INFORMATION GIVEN

— Start —

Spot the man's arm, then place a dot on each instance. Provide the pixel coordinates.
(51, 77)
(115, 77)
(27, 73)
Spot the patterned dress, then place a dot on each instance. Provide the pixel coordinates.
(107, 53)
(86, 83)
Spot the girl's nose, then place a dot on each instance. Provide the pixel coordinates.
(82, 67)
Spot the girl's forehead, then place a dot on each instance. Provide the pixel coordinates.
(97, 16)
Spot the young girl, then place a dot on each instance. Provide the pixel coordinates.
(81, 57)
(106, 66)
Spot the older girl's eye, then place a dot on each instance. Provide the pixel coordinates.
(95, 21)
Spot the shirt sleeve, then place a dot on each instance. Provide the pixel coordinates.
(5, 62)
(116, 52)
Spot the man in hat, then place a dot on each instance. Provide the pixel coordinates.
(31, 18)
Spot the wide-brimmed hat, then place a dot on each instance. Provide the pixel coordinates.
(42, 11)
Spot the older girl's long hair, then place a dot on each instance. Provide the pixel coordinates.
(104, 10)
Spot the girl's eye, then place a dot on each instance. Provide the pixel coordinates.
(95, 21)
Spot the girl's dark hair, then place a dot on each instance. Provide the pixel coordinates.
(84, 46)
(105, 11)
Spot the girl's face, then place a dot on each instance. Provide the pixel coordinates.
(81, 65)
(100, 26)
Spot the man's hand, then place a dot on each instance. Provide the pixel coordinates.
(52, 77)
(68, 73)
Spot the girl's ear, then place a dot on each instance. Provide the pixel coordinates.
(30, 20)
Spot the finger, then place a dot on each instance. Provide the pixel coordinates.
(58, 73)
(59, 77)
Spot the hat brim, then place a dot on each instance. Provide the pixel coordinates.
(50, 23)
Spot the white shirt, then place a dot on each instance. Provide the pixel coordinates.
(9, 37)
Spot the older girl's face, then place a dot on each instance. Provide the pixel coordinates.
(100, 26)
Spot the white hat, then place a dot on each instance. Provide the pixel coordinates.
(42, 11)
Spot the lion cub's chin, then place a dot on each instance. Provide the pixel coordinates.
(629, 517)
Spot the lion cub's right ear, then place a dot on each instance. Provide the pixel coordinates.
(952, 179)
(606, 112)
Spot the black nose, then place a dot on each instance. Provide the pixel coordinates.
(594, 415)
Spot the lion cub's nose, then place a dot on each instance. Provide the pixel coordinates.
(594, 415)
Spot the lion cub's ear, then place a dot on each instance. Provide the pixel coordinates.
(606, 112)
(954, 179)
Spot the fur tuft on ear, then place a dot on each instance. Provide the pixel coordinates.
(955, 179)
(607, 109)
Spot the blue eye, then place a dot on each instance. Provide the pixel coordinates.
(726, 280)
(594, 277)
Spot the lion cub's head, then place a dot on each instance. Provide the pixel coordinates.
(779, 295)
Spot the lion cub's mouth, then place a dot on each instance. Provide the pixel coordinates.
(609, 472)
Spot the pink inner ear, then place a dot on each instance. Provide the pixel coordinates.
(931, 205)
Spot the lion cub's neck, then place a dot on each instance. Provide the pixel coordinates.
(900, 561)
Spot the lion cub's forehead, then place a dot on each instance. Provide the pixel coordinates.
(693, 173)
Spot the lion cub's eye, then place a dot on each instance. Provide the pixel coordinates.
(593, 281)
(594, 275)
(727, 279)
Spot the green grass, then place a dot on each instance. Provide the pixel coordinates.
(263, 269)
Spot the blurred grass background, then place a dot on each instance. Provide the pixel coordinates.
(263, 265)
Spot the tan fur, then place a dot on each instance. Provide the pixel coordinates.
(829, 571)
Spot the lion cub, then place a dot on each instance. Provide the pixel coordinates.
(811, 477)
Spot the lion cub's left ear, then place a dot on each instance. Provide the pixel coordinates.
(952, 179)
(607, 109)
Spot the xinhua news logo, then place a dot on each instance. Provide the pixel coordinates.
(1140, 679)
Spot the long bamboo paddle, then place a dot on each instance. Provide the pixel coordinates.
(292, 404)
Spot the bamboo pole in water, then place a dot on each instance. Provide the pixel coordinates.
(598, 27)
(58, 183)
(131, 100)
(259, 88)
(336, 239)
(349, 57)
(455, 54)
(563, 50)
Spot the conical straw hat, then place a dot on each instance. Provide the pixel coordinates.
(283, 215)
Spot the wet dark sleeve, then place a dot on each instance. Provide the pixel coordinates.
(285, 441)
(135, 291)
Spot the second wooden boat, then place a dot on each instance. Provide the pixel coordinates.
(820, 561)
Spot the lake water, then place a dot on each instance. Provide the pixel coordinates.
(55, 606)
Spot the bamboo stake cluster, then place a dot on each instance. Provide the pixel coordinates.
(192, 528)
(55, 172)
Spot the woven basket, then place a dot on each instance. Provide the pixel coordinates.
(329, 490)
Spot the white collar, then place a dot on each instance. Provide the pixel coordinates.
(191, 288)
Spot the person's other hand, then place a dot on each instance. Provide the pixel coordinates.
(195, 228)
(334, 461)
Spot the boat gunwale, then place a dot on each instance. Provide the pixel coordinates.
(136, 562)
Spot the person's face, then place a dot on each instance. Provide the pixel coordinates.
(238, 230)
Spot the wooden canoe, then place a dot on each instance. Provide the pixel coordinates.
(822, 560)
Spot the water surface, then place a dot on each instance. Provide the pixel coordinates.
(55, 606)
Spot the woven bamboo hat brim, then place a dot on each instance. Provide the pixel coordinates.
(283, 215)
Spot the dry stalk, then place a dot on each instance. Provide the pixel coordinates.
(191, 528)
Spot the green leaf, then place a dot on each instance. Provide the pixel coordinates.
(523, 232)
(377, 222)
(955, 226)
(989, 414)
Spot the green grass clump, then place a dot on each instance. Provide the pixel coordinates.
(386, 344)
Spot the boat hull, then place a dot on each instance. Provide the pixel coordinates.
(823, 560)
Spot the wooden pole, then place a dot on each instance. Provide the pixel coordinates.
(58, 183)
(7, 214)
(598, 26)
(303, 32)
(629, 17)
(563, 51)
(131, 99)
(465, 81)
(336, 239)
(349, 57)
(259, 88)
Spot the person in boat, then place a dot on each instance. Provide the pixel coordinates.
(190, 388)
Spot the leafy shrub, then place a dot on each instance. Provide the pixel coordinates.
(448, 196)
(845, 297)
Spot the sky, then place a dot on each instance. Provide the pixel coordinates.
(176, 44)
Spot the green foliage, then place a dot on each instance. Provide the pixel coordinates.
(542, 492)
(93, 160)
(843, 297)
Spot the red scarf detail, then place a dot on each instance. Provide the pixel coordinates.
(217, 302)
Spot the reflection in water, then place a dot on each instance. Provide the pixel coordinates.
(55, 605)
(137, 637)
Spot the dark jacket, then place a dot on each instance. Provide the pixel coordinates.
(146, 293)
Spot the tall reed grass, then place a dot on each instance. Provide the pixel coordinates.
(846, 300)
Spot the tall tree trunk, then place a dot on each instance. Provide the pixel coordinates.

— End —

Each line of the material must be restated exactly.

Spot the man's arm, then place a dot on each instance. Provide the pixel coordinates.
(51, 77)
(115, 77)
(27, 73)
Spot the patterned dress, then place a dot on each instance. Provide the pixel coordinates.
(107, 53)
(86, 83)
Spot the girl's nose, then place a dot on each instance. Provide the pixel coordinates.
(82, 67)
Spot the girl's forehead, then place a dot on each instance. Provide the pixel coordinates.
(97, 16)
Spot the young girl, then place a dot on each instance. Provide the pixel coordinates.
(81, 57)
(106, 66)
Spot the older girl's eye, then place a dot on each instance. Provide the pixel coordinates.
(95, 21)
Spot the shirt sleeve, then place a dot on each instance. Provide the pixel coordinates.
(5, 62)
(116, 52)
Spot the man in hat, then place a dot on each instance. Provide the pixel coordinates.
(31, 18)
Spot the wide-brimmed hat, then place a dot on each instance. Provide the pixel coordinates.
(42, 11)
Spot the older girl's long hair, then place a dot on each instance. Provide the pixel coordinates.
(104, 10)
Spot the girl's eye, then place a dot on each instance. Provide the pixel coordinates.
(95, 21)
Spot the girl's dark hair, then place a dot on each instance. Provide the pixel coordinates.
(84, 46)
(105, 11)
Spot the girl's face, then place a dot on each instance. Provide the pixel coordinates.
(81, 65)
(100, 26)
Spot the man's hand, then place a dot on each instance. Provide the pixel coordinates.
(52, 77)
(68, 73)
Spot the girl's ear, then place a dot on each instance. Provide the pixel coordinates.
(30, 20)
Spot the finger, then place a dot on each instance. Provide the pixel coordinates.
(58, 73)
(59, 77)
Spot the hat brim, then place a dot on each instance. Provide the pixel coordinates.
(50, 23)
Spot the white shirt, then place a dot on each instance. Provide the pixel coordinates.
(9, 37)
Spot the older girl's face, then place a dot on each instance. Provide the pixel coordinates.
(100, 26)
Spot the white hat, then place a dot on each instance. Provide the pixel coordinates.
(42, 11)
Spot the lion cub's chin, then place a dot on each instance. Provide the pixel coordinates.
(629, 517)
Spot the lion cub's right ear, then place a dot on each instance. Provide the pixel coordinates.
(952, 179)
(606, 112)
Spot the black nose, then place a dot on each instance. Provide the pixel coordinates.
(594, 415)
Spot the lion cub's nose, then place a dot on each instance. Provide the pixel coordinates.
(594, 415)
Spot the lion cub's ear, then place a dot on each instance. Provide the pixel coordinates.
(606, 112)
(954, 179)
Spot the fur tuft on ear, then place a dot on each instance. Provide the pixel coordinates.
(955, 179)
(607, 109)
Spot the blue eye, then place a dot on each instance. Provide the pixel coordinates.
(726, 280)
(594, 277)
Spot the lion cub's head, then place a dot on each instance. Provide the pixel coordinates.
(779, 295)
Spot the lion cub's mouth, then place a dot on each instance. Provide the pixel coordinates.
(609, 472)
Spot the pink inner ear, then place a dot on each instance. Provide the pixel coordinates.
(931, 205)
Spot the lion cub's neck, then place a dot on each instance. Provide the pixel coordinates.
(900, 561)
Spot the lion cub's forehead, then place a dot on each instance. Provide the pixel coordinates.
(693, 173)
Spot the lion cub's eye, then place a dot on each instance. Provide the pixel coordinates.
(593, 281)
(594, 275)
(727, 279)
Spot the green grass, then place a dot on each instance. Provide the pixel coordinates.
(263, 269)
Spot the blurred grass background, then place a dot on each instance. Provide the pixel coordinates.
(263, 265)
Spot the tan fur, then place a dot on each instance. Provide the pixel coordinates.
(829, 571)
Spot the lion cub, then place a dot on each instance. Provide the pixel coordinates.
(811, 477)
Spot the lion cub's left ear, then place a dot on each instance. Provide the pixel coordinates.
(952, 179)
(607, 109)
Spot the xinhua news logo, then place a dot on each instance. Provide the pixel coordinates.
(1140, 679)
Spot the long bamboo paddle, then place a dot on each instance. Provide the pixel coordinates.
(292, 404)
Spot the bamboo pole in water, then place a dot on each instance. Provide the pixel coordinates.
(598, 27)
(58, 183)
(131, 100)
(259, 88)
(336, 239)
(349, 57)
(455, 54)
(563, 50)
Spot the conical straw hat, then place a dot on each instance. Provide the pixel coordinates.
(283, 215)
Spot the wet dark sleeve, then place a dot on each instance. Provide the pixel coordinates.
(285, 441)
(135, 291)
Spot the second wooden boat, then place a dot on each instance. Provide the pixel coordinates.
(820, 561)
Spot the lake water, then place a dot on each instance. Provide the pixel coordinates.
(55, 606)
Spot the bamboo stake cluster, then place a dot on each instance. Provide the pixel coordinates.
(192, 528)
(55, 172)
Spot the woven basket, then place a dot on each instance. Provide the pixel coordinates.
(329, 490)
Spot the white collar, then place a dot on each instance. Provide the pixel coordinates.
(191, 288)
Spot the person's other hand, then place a dot on each instance. Provide the pixel coordinates.
(195, 228)
(334, 461)
Spot the boat gunwale, then place a dot on each instance. Provide the pixel coordinates.
(136, 562)
Spot the person's face, then place a dot on each instance. Provide the pixel coordinates.
(238, 230)
Spot the wooden canoe, then place a dot on each instance. Provide the pixel coordinates.
(822, 560)
Spot the water surface, then place a dot on each instance. Provide the pixel coordinates.
(55, 606)
Spot the woven bamboo hat brim, then place a dot on each instance. Provide the pixel coordinates.
(283, 215)
Spot the dry stalk, then place a dot on each instance. Provide the pixel coordinates.
(191, 528)
Spot the green leaf, then place a dot on each instance. Provide the pixel coordinates.
(523, 232)
(377, 222)
(955, 226)
(989, 414)
Spot the green grass clump, then place a dot on each instance. Provide the pixel coordinates.
(386, 344)
Spot the boat hull, then place a dot on each instance. Provide the pixel coordinates.
(823, 560)
Spot the wooden pole, then place a dot on each instance. Provide the pixel coordinates.
(58, 183)
(7, 214)
(598, 26)
(303, 32)
(629, 17)
(563, 51)
(131, 99)
(465, 81)
(336, 239)
(349, 57)
(259, 88)
Spot the person in boat, then place a dot on each instance. Provide the pixel coordinates.
(190, 388)
Spot the leafy shrub, then place a dot on each instance. Provide the pixel coordinates.
(448, 196)
(845, 297)
Spot the sky, then place a dot on each instance. Provide the pixel coordinates.
(176, 44)
Spot the green foliage, then place a dot on each instance. Provide the pixel coordinates.
(542, 492)
(93, 160)
(843, 297)
Spot the red scarf detail, then place a dot on each instance. Provide the pixel coordinates.
(217, 302)
Spot the reflection in water, then place a dot on each instance. Provide the pixel coordinates.
(55, 605)
(137, 637)
Spot the dark jacket, then place a dot on each instance. Provide the pixel coordinates.
(146, 293)
Spot the tall reed grass, then place a dot on each instance. Provide the pixel coordinates.
(846, 300)
Spot the tall tree trunk, then place a dot on each instance. Provide the pixel coordinates.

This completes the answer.